--- Work required ---
Exactly as they appear, set down all of the records.

Stored data entries:
------------------------------------------------------------
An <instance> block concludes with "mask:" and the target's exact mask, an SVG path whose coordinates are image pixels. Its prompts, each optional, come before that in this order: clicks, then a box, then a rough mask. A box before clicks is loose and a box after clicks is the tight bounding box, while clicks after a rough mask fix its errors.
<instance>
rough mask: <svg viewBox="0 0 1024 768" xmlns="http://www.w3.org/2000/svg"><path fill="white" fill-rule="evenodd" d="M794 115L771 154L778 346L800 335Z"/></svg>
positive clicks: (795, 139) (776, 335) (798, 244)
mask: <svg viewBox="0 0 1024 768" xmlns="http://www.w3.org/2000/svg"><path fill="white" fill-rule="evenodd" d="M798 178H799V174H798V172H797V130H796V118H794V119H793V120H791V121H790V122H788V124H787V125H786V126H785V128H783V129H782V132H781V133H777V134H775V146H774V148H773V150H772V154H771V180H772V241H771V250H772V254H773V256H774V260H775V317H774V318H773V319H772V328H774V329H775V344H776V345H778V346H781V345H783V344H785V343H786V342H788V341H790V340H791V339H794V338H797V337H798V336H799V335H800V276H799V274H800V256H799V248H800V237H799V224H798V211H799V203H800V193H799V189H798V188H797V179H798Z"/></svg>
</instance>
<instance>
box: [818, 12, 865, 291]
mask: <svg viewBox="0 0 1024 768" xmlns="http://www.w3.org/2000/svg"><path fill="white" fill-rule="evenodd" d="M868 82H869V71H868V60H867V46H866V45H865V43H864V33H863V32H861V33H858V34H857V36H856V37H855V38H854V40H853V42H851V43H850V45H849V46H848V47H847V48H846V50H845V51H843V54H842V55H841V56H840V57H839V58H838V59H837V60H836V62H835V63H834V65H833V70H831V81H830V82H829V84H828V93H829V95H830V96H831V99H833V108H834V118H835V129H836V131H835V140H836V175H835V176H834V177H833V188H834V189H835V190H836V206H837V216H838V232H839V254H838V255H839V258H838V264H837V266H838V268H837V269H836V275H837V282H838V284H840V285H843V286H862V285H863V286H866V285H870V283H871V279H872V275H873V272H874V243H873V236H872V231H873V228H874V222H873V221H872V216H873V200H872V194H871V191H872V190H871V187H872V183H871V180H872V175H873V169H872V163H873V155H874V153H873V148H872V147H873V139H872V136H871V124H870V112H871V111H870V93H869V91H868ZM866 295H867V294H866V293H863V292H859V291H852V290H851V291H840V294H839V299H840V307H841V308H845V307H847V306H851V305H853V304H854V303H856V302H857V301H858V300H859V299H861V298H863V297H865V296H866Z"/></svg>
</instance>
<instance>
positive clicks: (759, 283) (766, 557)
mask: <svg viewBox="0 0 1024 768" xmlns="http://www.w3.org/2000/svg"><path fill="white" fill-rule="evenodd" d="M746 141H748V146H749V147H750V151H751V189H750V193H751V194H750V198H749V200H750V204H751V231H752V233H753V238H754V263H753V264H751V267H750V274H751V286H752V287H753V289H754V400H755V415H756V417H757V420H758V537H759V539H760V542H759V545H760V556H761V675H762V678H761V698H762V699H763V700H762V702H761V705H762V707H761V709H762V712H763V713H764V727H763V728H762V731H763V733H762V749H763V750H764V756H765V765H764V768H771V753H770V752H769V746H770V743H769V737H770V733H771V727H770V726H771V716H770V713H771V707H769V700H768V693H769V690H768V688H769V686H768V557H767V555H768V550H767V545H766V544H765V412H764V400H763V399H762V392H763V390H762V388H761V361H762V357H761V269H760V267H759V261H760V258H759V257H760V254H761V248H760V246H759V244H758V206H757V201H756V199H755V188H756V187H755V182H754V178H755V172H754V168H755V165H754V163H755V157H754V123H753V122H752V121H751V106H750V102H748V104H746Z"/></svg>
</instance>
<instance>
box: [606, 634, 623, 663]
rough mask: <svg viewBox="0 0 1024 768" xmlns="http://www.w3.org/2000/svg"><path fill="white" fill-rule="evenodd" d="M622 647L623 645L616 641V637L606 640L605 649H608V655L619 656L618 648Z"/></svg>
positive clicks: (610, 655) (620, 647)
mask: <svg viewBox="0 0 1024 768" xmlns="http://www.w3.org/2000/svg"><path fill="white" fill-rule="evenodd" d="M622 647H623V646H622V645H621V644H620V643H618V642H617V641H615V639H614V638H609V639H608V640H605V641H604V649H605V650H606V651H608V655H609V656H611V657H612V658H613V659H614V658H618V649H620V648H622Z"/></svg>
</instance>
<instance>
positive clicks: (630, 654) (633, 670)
------------------------------------------------------------
--- Finished task ---
An <instance> block concludes with "mask:" and the target's exact mask, an SVG path whose coordinates are image pixels. Its prompts, each optional, come before that in this order: clicks, then a box, then a rough mask. A box before clicks is loose and a box after clicks is the tight bounding box, while clicks after a rough mask fix its errors.
<instance>
rough mask: <svg viewBox="0 0 1024 768" xmlns="http://www.w3.org/2000/svg"><path fill="white" fill-rule="evenodd" d="M794 115L771 154L778 346L800 335Z"/></svg>
positive clicks: (795, 139) (776, 335) (798, 244)
mask: <svg viewBox="0 0 1024 768" xmlns="http://www.w3.org/2000/svg"><path fill="white" fill-rule="evenodd" d="M798 178H799V174H798V172H797V130H796V118H794V119H793V120H791V121H790V122H788V124H787V125H786V126H785V128H783V129H782V132H781V133H777V134H775V146H774V148H773V150H772V154H771V180H772V241H771V250H772V254H773V256H774V260H775V317H774V318H773V319H772V328H774V329H775V344H776V345H778V346H781V345H783V344H785V343H786V342H788V341H790V340H791V339H794V338H797V337H798V336H799V335H800V276H799V274H800V256H799V248H800V237H799V224H798V211H799V203H800V193H799V189H798V188H797V179H798Z"/></svg>
</instance>
<instance>
box: [818, 12, 865, 291]
mask: <svg viewBox="0 0 1024 768" xmlns="http://www.w3.org/2000/svg"><path fill="white" fill-rule="evenodd" d="M868 82H869V71H868V60H867V46H866V45H865V43H864V33H863V32H861V33H858V34H857V36H856V37H855V38H854V40H853V42H851V43H850V45H849V46H848V47H847V48H846V50H845V51H843V54H842V55H841V56H840V57H839V58H838V59H837V60H836V62H835V63H834V65H833V70H831V81H830V82H829V84H828V93H829V95H830V96H831V99H833V108H834V118H835V129H836V131H835V140H836V175H835V176H834V177H833V188H834V189H835V190H836V206H837V216H838V232H839V254H838V255H839V258H838V264H837V266H838V268H837V269H836V275H837V282H838V284H840V285H843V286H862V285H863V286H866V285H870V283H871V279H872V275H873V272H874V243H873V236H872V231H873V228H874V222H873V221H872V216H873V200H872V194H871V191H872V190H871V187H872V183H871V180H872V175H873V169H872V163H873V155H874V153H873V148H872V147H873V139H872V136H871V124H870V112H871V111H870V93H869V91H868ZM866 295H867V294H866V293H863V292H859V291H852V290H851V291H840V294H839V299H840V307H841V308H845V307H847V306H851V305H853V304H854V303H856V302H857V301H858V300H859V299H861V298H863V297H865V296H866Z"/></svg>
</instance>
<instance>
positive clicks: (759, 283) (766, 557)
mask: <svg viewBox="0 0 1024 768" xmlns="http://www.w3.org/2000/svg"><path fill="white" fill-rule="evenodd" d="M746 141H748V146H749V147H750V151H751V189H750V193H751V194H750V198H749V200H750V204H751V231H752V233H753V238H754V263H753V264H751V267H750V274H751V286H752V287H753V289H754V400H755V415H756V417H757V420H758V537H759V539H760V542H759V545H760V556H761V675H762V678H761V698H762V699H763V700H762V702H761V705H762V707H761V709H762V712H763V713H764V727H763V728H762V731H763V733H762V749H763V750H764V756H765V765H764V768H771V753H770V752H769V746H770V743H769V737H770V733H771V727H770V726H771V716H770V713H771V707H769V700H768V693H769V690H768V688H769V686H768V557H767V555H768V550H767V545H766V544H765V412H764V400H763V399H762V392H763V390H762V388H761V361H762V357H761V269H760V267H759V261H760V258H759V257H760V254H761V248H760V246H759V244H758V206H757V201H756V199H755V188H756V187H755V182H754V178H755V172H754V168H755V165H754V163H755V157H754V123H753V122H752V121H751V106H750V102H748V104H746Z"/></svg>
</instance>
<instance>
box: [606, 634, 623, 663]
rough mask: <svg viewBox="0 0 1024 768" xmlns="http://www.w3.org/2000/svg"><path fill="white" fill-rule="evenodd" d="M622 647L623 645L616 641V637L606 640L605 649H608V655L619 656L618 648Z"/></svg>
positive clicks: (610, 655) (620, 647)
mask: <svg viewBox="0 0 1024 768" xmlns="http://www.w3.org/2000/svg"><path fill="white" fill-rule="evenodd" d="M622 647H623V646H622V645H621V644H620V643H618V642H617V641H615V639H614V638H609V639H608V640H605V641H604V649H605V650H606V651H608V655H609V656H611V657H612V658H613V659H614V658H618V649H620V648H622Z"/></svg>
</instance>
<instance>
positive clicks: (630, 654) (633, 670)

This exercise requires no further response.